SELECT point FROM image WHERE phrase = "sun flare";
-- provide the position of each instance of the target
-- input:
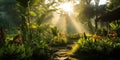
(67, 7)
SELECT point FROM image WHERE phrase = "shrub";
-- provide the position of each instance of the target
(101, 49)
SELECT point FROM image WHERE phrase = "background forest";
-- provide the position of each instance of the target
(32, 29)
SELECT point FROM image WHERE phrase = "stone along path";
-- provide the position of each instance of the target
(63, 52)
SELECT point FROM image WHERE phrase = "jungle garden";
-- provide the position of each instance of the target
(59, 29)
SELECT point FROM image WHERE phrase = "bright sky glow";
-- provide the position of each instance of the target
(102, 2)
(67, 7)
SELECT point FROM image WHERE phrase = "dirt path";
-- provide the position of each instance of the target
§ §
## WRITTEN INSTRUCTION
Find each line in the items that contains the string "path", and copy those lines out.

## WORKED SOLUTION
SELECT point FROM image WHERE phrase = "stone along path";
SELECT point FROM image WHERE phrase = "dirt path";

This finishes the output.